THE TASK :: May I please have every record restated word for word, with the images left out?
** Opening TASK INPUT block **
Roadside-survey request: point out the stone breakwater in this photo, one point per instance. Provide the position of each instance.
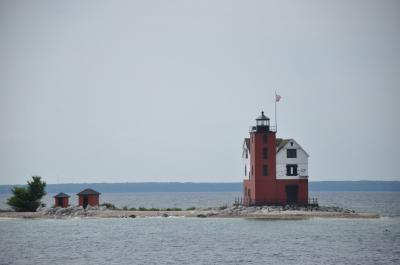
(254, 212)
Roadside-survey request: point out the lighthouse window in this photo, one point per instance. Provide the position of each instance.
(265, 170)
(291, 170)
(265, 139)
(265, 153)
(291, 153)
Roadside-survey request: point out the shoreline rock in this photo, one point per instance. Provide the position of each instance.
(252, 212)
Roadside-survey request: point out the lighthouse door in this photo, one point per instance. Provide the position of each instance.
(292, 192)
(85, 201)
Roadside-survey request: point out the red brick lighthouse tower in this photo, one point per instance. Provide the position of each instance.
(260, 187)
(276, 170)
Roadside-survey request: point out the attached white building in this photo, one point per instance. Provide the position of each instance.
(291, 159)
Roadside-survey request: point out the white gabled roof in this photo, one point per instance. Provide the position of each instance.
(282, 143)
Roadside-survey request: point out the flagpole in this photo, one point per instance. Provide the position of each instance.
(276, 121)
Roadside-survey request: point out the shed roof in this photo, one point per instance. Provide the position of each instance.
(62, 195)
(89, 192)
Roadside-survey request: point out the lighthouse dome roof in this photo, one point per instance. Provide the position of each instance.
(262, 116)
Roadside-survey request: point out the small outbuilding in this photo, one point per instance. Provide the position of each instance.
(61, 200)
(88, 197)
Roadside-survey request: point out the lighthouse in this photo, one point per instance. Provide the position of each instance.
(276, 170)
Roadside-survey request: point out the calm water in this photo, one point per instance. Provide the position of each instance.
(209, 241)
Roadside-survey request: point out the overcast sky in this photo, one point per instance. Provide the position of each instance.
(129, 91)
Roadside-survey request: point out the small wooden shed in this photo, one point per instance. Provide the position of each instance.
(61, 200)
(88, 197)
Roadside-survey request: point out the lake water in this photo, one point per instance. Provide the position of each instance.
(209, 241)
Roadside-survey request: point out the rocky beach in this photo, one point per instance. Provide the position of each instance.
(256, 212)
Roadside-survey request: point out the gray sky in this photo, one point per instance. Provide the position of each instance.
(127, 91)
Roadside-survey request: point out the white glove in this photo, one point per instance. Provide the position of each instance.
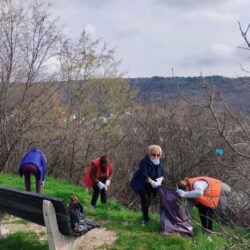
(100, 185)
(159, 180)
(180, 192)
(154, 184)
(107, 183)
** Closing TASK INPUT block **
ANSWER SPACE ::
Roadside-survey request: point out the stone breakwater in this photo, one point per instance. Provide the position of each instance.
(254, 212)
Roadside-survey request: point out the lighthouse window in this photo, one point per instance. Provide the position of each instance.
(265, 170)
(291, 170)
(265, 139)
(265, 153)
(291, 153)
Roadside-survey request: point out the shoreline rock in this photo, one point per instance. Provide the position of each instance.
(252, 212)
Roadside-survey request: point out the lighthouse door in this photo, one point per instance. Provide the position of each instance.
(292, 192)
(85, 201)
Roadside-survey request: point out the red brick lighthouse tower in this photo, one point per instance. Provide the position of each instance.
(260, 187)
(276, 170)
Roadside-survey request: point out the attached white building in this photo, one point per instance. Provide the position of each instance.
(291, 159)
Roadside-survey request: point out the white gabled roof in this photo, one point per instance. Provide the position of each instance.
(282, 143)
Roadside-survey request: point out the flagpole in this photo, one point per instance. Provide the position of each instance.
(276, 121)
Roadside-survey request: point out the shed roof in this photo, one point per instance. Provide the position of each instance.
(62, 195)
(89, 192)
Roadside-survey request: point out the lighthouse dome roof in this photo, one point per instance. Provide the position of each instance.
(262, 116)
Roadside-survey request: point out the small outbuilding in this photo, one point per instance. Provide the position of each instance.
(61, 200)
(88, 197)
Roadside-survey request: point out the lighthouse in this photo, one point per instance. Provide the position of each instance.
(276, 170)
Roadside-survey request: point out the calm water in this photo, one point per instance. Provide the position of each instance.
(209, 241)
Roadside-survey request: point out the overcast sky in this photo, one point per instance. Provide the position of each instance.
(129, 91)
Roadside-survey request: point out the small wooden shed in this photo, one point per instance. Provide the position of each instance.
(61, 200)
(88, 197)
Roadside-survey request: point out the lake water in this photo, one point per instance. Provide the position of each instance.
(209, 241)
Roadside-survey request: point out the rocky beach in this photo, one point per instance. Provide the position of each instance.
(256, 212)
Roadside-survey request: point out the gray sky in this photo, one point per instance. Provide the position of each instance.
(127, 91)
Roadside-survey request: point out the white glove in this photo, one point per instance. Provide the position of each instance.
(100, 185)
(159, 180)
(180, 192)
(154, 184)
(107, 183)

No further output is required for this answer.